The platformization of the news industry
Like many other industries, the news industry has become increasingly digital in recent years, and both media companies and advertising companies work increasingly with big data. In a discussion on whether big data is an opportunity or a threat to communication in the public sphere, Holtzhausen (2016) argues that ‘one of the major purposes of datafication is communication’ because it ‘will enable strategic communicators to micro-target their communication to specific individuals without making use of any mass communication platforms’ (p. 23, see also Binet and Field, 2007, 2009). This naturally poses a serious threat to the existence of ‘mass communication platforms’ such as news media and therefore potentially a threat to democracy. In the quote below, Couldry and Turow (2014) argue that this individualized communication is a threat to the ‘shared social and civic space’ and thereby a threat to democratic deliberation: [. . .] big data’s embedding in personalized marketing and content production threatens the ecology of connections that link citizens and groups via information, argumentation, empathy, and celebration as members of a shared social and civic space. Unless challenged, these developments risk eliminating the connective media necessary for an effective democracy.
For Couldry and Turow (2014), the development is not the result of evil intent on the part of big corporations, but ‘[. . .] an unintended side effect – a negative externality – of how advertising, big data, and content production have come to coexist over the past two decades’ (p. 1710). Others are less concerned with the development of this fragmentation of the public sphere, and for instance Harper (2017) argues that ‘[. . .] fragmentation can encourage participation from the otherwise disempowered’ (p. 1424). However, we have very little empirical research on the changes that the public sphere might be going through in these years. Research is still testing the existence of ‘filter bubbles’, a term describing different segments of the population isolated from each other in digital opinion silos, rarely being exposed to news or views other than those of their peers (Pariser, 2011), and at the moment there is evidence both for and against, as well as different interpretations of the phenomenon (e.g. Bechmann and Nielbo, 2018; Colleoni et al., 2014; Flaxman et al., 2016).

**DATA RECORDS:**

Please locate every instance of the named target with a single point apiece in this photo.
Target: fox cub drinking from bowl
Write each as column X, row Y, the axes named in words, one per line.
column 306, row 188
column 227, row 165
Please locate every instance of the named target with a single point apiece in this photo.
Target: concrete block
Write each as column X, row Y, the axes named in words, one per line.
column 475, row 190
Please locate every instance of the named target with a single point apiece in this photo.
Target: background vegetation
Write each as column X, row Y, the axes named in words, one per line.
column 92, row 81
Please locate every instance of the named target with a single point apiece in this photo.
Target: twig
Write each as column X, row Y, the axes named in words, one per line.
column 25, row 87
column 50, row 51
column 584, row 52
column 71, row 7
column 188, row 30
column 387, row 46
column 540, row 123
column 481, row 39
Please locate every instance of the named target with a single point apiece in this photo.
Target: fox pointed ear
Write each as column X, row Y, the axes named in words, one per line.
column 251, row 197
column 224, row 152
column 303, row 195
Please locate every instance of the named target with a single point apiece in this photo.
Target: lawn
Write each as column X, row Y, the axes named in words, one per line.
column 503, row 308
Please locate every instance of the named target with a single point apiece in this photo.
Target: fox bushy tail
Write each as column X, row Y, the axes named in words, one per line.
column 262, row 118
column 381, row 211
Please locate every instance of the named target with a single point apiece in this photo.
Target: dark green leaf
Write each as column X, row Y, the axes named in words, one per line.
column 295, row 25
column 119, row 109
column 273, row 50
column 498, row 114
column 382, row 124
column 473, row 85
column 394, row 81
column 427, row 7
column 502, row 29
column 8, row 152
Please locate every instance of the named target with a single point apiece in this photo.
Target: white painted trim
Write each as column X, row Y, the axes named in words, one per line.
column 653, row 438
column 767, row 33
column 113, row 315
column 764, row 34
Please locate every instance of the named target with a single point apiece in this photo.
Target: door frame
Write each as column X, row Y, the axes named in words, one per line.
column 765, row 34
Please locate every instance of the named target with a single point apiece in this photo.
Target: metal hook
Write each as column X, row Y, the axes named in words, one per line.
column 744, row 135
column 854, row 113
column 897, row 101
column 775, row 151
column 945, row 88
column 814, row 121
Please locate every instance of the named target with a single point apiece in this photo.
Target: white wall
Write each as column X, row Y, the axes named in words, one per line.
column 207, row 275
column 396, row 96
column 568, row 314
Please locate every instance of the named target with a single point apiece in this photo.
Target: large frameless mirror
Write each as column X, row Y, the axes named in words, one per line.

**REQUIREMENTS:**
• 1. Rewrite the paragraph in the text on the platformization of the news industry that begins "For Couldry and Turow (2014)" as a shorter paragraph, keeping its main facts.
• 2. Give as a numbered list, with blank lines left out, the records from their first line up to and including the line with "column 227, row 165".

**ANSWERS TO THE EXERCISE:**
• 1. Couldry and Turow (2014) see the development not as deliberate wrongdoing by large corporations but as an unintended side effect, a negative externality, of how advertising, big data and content production have coexisted over the past two decades. Others worry less about this fragmentation of the public sphere. Harper (2017), for instance, argues that it can encourage participation from the otherwise disempowered. Empirical research on how the public sphere may be changing is still scarce. Studies are still testing whether "filter bubbles" exist, meaning population segments isolated in digital opinion silos and rarely exposed to other news or views (Pariser, 2011). So far the evidence points both ways, and interpretations of the phenomenon differ.

• 2.
1. Please locate every instance of the named target with a single point apiece in this photo.
2. Target: fox cub drinking from bowl
3. Write each as column X, row Y, the axes named in words, one per line.
4. column 306, row 188
5. column 227, row 165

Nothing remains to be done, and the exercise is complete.